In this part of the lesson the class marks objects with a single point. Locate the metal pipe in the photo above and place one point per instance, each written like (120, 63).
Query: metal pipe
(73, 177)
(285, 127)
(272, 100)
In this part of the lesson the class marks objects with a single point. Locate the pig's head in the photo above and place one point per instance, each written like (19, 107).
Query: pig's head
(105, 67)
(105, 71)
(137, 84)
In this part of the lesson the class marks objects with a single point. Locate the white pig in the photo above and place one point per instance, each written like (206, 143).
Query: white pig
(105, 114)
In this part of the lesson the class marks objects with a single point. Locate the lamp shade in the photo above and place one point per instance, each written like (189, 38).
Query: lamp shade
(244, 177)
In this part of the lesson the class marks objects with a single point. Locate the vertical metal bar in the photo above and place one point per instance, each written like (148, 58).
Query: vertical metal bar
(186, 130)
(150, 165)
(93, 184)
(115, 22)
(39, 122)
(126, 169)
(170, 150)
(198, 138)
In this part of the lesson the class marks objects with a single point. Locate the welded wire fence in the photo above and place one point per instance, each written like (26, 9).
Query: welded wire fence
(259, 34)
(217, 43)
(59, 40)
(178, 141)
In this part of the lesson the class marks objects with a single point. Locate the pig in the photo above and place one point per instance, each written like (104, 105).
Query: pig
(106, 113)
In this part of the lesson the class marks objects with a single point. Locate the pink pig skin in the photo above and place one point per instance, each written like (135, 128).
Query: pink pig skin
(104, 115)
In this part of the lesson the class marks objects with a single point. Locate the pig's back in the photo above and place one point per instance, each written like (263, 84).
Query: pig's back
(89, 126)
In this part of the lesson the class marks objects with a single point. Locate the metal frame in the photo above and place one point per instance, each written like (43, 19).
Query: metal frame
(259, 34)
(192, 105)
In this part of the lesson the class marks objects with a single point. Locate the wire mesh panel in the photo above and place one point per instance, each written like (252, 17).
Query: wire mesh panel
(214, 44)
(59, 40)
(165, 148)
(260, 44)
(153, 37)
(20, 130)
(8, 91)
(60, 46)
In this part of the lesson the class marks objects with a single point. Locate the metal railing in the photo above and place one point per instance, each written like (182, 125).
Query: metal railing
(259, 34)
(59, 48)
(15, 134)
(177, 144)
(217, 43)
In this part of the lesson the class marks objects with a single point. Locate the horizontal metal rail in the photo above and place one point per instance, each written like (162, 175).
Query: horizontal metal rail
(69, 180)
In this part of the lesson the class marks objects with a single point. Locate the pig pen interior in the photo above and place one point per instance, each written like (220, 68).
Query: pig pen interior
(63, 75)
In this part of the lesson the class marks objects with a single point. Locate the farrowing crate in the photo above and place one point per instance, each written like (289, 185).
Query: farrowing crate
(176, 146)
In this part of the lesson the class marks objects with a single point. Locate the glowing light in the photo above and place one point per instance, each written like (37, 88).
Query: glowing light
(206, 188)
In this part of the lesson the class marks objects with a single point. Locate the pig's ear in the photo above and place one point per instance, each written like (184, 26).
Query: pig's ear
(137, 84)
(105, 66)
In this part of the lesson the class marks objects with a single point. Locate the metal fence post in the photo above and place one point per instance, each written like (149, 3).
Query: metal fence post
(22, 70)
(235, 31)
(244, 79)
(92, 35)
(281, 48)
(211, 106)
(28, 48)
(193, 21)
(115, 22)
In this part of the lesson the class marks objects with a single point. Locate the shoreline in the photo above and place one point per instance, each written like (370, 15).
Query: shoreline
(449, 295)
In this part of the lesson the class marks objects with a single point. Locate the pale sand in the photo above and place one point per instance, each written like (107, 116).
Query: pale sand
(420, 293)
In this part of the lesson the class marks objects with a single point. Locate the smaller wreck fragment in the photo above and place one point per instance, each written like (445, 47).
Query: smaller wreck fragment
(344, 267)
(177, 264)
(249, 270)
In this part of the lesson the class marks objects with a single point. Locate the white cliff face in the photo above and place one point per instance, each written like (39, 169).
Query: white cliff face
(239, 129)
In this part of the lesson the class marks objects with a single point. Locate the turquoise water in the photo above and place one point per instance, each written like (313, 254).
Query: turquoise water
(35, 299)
============================================================
Exercise details:
Print all the records above again, word for word and line for line.

Task solution:
In this part of the lesson the class marks objects with a single point. Locate the metal pipe in the photo above and place one point per instance, each written like (120, 63).
Query: metal pipe
(73, 177)
(285, 127)
(272, 100)
In this part of the lesson the class marks objects with a single point. Locate the pig's head in the photo above and place one point per instance, each written like (19, 107).
Query: pig's head
(105, 67)
(105, 71)
(137, 84)
In this part of the lesson the class marks objects with a single point. Locate the white pig in the photo above and place one point per instance, each written like (206, 143).
Query: white pig
(105, 114)
In this part of the lesson the class marks objects with a single point. Locate the lamp shade in the photo above and place one point per instance, each written like (189, 38).
Query: lamp shade
(244, 177)
In this part of the lesson the class marks objects with a single point. Locate the vertical metal bar in the photo above and place one point per instance, each written like (148, 58).
Query: vertical metal bar
(186, 130)
(150, 165)
(93, 184)
(115, 22)
(39, 122)
(126, 169)
(170, 150)
(198, 138)
In this part of the lesson the class marks objects with a single point. Locate the welded wire fence in the photo above and place one point per instance, each written like (26, 9).
Query: welded wire fence
(259, 34)
(217, 43)
(59, 40)
(178, 141)
In this part of the lesson the class marks objects with a single point. Locate the pig in the photo above and place one point per instance, each written like (104, 105).
Query: pig
(106, 113)
In this part of the lesson the class marks objects with a single point. Locate the pink pig skin in the photo above and place one point per instance, each written like (135, 128).
Query: pink pig skin
(104, 115)
In this part of the lesson the class marks objects with a single point. Locate the pig's back in the photo above and place one point per instance, each written like (263, 84).
Query: pig's back
(89, 126)
In this part of the lesson the class marks objects with a single point. Locate the metal frame in the photo above and place one point per instance, each written like (43, 19).
Query: metal frame
(259, 34)
(192, 105)
In this part of the lesson the class marks objects with a single point. Locate the wire mesh panel in the photo above and place one point per instance, each written like (252, 17).
Query: wire mesh panel
(214, 44)
(59, 40)
(165, 148)
(260, 44)
(153, 37)
(20, 130)
(8, 91)
(60, 46)
In this part of the lesson the class marks objects with a single point. Locate the metal railing in the photo above and place one point per instance, each written like (182, 125).
Query: metal railing
(259, 34)
(59, 48)
(15, 134)
(177, 144)
(217, 43)
In this part of the lesson the class marks objects with a single point. Locate the horizontal metal rail in the photo above and place one point per instance, each written like (162, 175).
Query: horizontal metal rail
(69, 180)
In this part of the lesson the class marks objects with a single point. Locate the pig pen interior in the photo above and place one point per instance, each written like (220, 68).
Query: pig pen interior
(63, 75)
In this part of the lesson the class marks objects with a single point. Locate the farrowing crate in the photo above and place one point per instance, each written like (289, 185).
Query: farrowing crate
(176, 146)
In this part of the lesson the class marks objects with a single point. Locate the glowing light in the photo above and place one point per instance, each written like (37, 88).
Query: glowing light
(206, 188)
In this part of the lesson the class marks objects with a single point. Locate the pig's ear in the photo above and place one point per instance, each written like (184, 26).
Query: pig's ear
(137, 84)
(105, 66)
In this part of the lesson the class marks objects with a single point. Locate the metal fence post in the photo above and place one point per instance, each written like (149, 3).
Query: metal fence post
(22, 70)
(235, 31)
(244, 79)
(92, 35)
(281, 48)
(211, 106)
(28, 48)
(193, 21)
(115, 22)
In this part of the lesson the class marks objects with a single point. Locate the shoreline in the photo above and place one point per instance, each written like (370, 15).
Query: shoreline
(449, 295)
In this part of the lesson the class marks objects with a single point. Locate the pale sand in the photo above and place one point per instance, each written like (107, 116).
Query: pale sand
(420, 293)
In this part of the lesson the class marks objects with a single point. Locate the smaller wreck fragment in the photo above and place one point per instance, each written like (445, 47).
Query: smaller wreck fragment
(344, 267)
(177, 264)
(249, 270)
In this part of the lesson the class marks objects with a single point. Locate the white cliff face in the photo above and place one point per instance, each written like (39, 169).
Query: white cliff face
(239, 129)
In this part of the lesson the class marks objects with a single point. Locate the turquoise water in the photo above and place one point per instance, each written like (313, 254).
Query: turquoise water
(35, 299)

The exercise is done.